• Assigned task
No pictures in the copy, please: retype all the records exactly.

• Dataset records
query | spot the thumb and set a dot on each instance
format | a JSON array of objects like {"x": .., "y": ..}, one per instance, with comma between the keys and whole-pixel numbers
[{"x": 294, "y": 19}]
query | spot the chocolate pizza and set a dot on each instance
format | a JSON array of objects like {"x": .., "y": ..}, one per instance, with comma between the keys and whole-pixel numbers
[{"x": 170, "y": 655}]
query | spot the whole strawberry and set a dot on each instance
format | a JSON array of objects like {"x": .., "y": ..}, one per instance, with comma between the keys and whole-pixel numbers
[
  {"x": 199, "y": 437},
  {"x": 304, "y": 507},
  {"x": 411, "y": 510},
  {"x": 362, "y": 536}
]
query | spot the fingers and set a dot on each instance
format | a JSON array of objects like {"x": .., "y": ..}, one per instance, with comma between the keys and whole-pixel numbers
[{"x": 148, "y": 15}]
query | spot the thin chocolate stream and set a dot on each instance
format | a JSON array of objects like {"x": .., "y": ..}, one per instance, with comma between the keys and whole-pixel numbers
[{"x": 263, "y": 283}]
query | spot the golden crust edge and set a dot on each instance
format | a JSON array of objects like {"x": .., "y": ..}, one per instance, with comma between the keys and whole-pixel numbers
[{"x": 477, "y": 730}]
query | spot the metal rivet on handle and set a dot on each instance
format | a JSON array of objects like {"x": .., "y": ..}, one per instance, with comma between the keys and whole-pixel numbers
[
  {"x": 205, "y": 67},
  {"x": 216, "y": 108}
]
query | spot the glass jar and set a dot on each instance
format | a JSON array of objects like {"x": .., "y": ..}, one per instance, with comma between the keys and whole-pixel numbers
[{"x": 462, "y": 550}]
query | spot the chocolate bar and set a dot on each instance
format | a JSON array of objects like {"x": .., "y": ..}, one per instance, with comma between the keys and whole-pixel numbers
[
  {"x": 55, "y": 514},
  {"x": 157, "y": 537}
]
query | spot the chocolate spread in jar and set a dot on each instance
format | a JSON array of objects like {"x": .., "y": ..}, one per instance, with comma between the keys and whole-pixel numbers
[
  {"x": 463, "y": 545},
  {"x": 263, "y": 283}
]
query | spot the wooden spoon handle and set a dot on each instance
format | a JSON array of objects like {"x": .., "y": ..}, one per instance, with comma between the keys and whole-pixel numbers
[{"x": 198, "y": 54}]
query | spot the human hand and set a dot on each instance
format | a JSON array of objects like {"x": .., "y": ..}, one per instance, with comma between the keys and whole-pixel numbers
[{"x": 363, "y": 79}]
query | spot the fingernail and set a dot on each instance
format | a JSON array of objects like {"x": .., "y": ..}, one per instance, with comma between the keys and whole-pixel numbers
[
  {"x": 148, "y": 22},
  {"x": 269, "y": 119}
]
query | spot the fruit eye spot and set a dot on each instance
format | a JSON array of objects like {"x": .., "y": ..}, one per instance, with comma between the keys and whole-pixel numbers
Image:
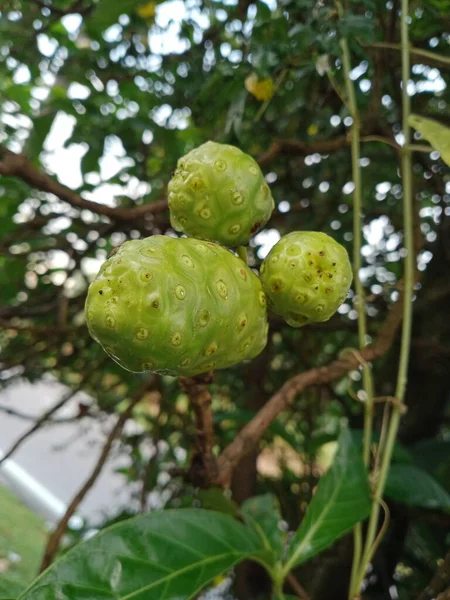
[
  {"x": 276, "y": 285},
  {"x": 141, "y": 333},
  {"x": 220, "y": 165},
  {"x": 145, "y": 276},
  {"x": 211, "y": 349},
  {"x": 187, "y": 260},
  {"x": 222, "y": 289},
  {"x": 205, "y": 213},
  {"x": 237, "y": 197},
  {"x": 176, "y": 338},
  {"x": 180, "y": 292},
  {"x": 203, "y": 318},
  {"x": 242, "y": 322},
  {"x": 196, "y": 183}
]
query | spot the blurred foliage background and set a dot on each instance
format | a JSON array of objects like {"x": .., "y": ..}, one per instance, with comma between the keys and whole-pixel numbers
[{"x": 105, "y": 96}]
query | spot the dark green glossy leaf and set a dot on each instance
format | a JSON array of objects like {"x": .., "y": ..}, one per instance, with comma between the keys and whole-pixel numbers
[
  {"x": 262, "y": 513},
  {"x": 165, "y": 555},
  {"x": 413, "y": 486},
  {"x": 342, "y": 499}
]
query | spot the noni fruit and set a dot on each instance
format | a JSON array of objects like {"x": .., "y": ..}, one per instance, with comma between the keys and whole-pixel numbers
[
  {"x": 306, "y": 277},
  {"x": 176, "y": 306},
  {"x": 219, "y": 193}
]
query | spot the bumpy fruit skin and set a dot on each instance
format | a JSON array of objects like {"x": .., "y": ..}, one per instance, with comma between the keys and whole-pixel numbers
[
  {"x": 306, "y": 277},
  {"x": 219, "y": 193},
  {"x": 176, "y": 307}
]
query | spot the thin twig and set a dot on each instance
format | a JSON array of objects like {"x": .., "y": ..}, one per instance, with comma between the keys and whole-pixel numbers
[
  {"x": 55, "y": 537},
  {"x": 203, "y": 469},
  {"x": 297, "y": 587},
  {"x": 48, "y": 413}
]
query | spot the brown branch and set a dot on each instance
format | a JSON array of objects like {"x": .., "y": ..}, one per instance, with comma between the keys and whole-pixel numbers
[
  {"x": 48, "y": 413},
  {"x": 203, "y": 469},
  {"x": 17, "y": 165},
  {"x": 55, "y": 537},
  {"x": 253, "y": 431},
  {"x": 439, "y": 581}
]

• Written solution
query | spot the thumb and set a dot on each instance
format | a JSON array of objects like {"x": .., "y": ..}, one per instance, with comma between the keys and whole-pixel numbers
[{"x": 294, "y": 19}]
query | spot the chocolate pizza and set a dot on each instance
format | a JSON array of objects like {"x": .., "y": ..}, one per instance, with comma between the keys and whole-pixel numbers
[{"x": 170, "y": 655}]
query | spot the whole strawberry and set a dot on each instance
format | a JSON array of objects like {"x": .., "y": ..}, one per instance, with comma between the keys and whole-pixel numbers
[
  {"x": 199, "y": 437},
  {"x": 304, "y": 507},
  {"x": 411, "y": 510},
  {"x": 362, "y": 536}
]
query | spot the fingers and set a dot on each instance
format | a JSON array of objects like {"x": .., "y": ..}, one per instance, with comma between the keys and whole-pixel numbers
[{"x": 148, "y": 15}]
query | spot the thin chocolate stream and set a dot on each instance
format | a JSON array of objects like {"x": .., "y": ..}, one per instance, with comma between the keys and whole-pixel numbers
[{"x": 263, "y": 283}]
query | spot the golden crust edge and set a dot on each instance
format | a JSON array of objects like {"x": .., "y": ..}, one per instance, with comma between the keys and whole-pixel numbers
[{"x": 477, "y": 730}]
query | spot the metal rivet on handle and set a dot on each instance
format | a JSON array of objects like {"x": .., "y": ..}, one per instance, with comma between the keys and whole-pixel numbers
[
  {"x": 205, "y": 67},
  {"x": 216, "y": 108}
]
query | spot the glass jar and set a dot on each instance
format | a JSON array of objects like {"x": .., "y": ..}, one per instance, with comma between the keys and whole-pixel numbers
[{"x": 462, "y": 550}]
query | spot the chocolate bar and set a dot on each instance
format | a JSON array of objects like {"x": .., "y": ..}, one per instance, with comma between the keys and whole-pixel numbers
[
  {"x": 55, "y": 514},
  {"x": 157, "y": 537}
]
query | spot the chocolate spread in jar and set a dot on each instance
format | a JSON array of objects like {"x": .., "y": ..}, one per instance, with comma between the keys and whole-pixel numbers
[
  {"x": 463, "y": 545},
  {"x": 263, "y": 283}
]
query | spot the wooden spoon handle and set a dot on each instance
format | a JSON array of objects like {"x": .., "y": ..}, one per instance, with comma between the keys and whole-pixel numbers
[{"x": 198, "y": 54}]
query | spot the human hand and set a dot on each instance
format | a JSON array of objects like {"x": .., "y": ..}, one per instance, with comma between the keys and whole-pixel numbers
[{"x": 363, "y": 79}]
query | spot the fingernail and set a dot on each instance
format | a JSON array of objects like {"x": .., "y": ..}, one per instance, with comma between the keys and whole-pixel numbers
[
  {"x": 148, "y": 22},
  {"x": 269, "y": 119}
]
query | spot the fruit eye spot and set a dot on each instance
format | a JSON array of objects like {"x": .., "y": ..}, one per instance, with comma between the keys and whole-pixel numbers
Image:
[
  {"x": 276, "y": 285},
  {"x": 141, "y": 333},
  {"x": 220, "y": 165},
  {"x": 145, "y": 276},
  {"x": 211, "y": 349},
  {"x": 187, "y": 260},
  {"x": 222, "y": 289},
  {"x": 205, "y": 213},
  {"x": 237, "y": 197},
  {"x": 176, "y": 338},
  {"x": 180, "y": 292},
  {"x": 203, "y": 318},
  {"x": 242, "y": 322},
  {"x": 196, "y": 183}
]
query | spot the blurred foliage background and set a dot on each instance
format | a JSON array of objects like {"x": .., "y": ..}, one per instance, with comma between the keys and whole-pixel numbers
[{"x": 105, "y": 96}]
query | spot the dark green glossy leaf and set a dot on each instance
format | a JSON array of objects like {"x": .., "y": ..}, one per instance, with comma between the keys and whole-pixel numbers
[
  {"x": 262, "y": 513},
  {"x": 165, "y": 555},
  {"x": 413, "y": 486},
  {"x": 342, "y": 499}
]
query | spot the noni fruit and set a dot on each instance
format | a JSON array of objects like {"x": .., "y": ..}, one per instance, with comma between the keys and whole-pixel numbers
[
  {"x": 306, "y": 277},
  {"x": 176, "y": 306},
  {"x": 219, "y": 193}
]
query | spot the bumpy fruit skin and set a dot on each instance
format | a JSON array of objects like {"x": .., "y": ..}, one per instance, with comma between the keys and whole-pixel numbers
[
  {"x": 306, "y": 277},
  {"x": 219, "y": 193},
  {"x": 176, "y": 307}
]
query | spot the thin twig and set a dot on each instance
format | a JSON array of objects like {"x": .., "y": ..}, one per instance, with comma between the keys and whole-pixel numbers
[
  {"x": 55, "y": 537},
  {"x": 203, "y": 469},
  {"x": 297, "y": 587},
  {"x": 48, "y": 413}
]
query | spot the brown branch and set a dot on each instance
format | a JSON array of objects like {"x": .., "y": ..}, one per instance, with comma between the keys and whole-pixel numbers
[
  {"x": 48, "y": 413},
  {"x": 203, "y": 469},
  {"x": 17, "y": 165},
  {"x": 55, "y": 537},
  {"x": 253, "y": 431},
  {"x": 439, "y": 581}
]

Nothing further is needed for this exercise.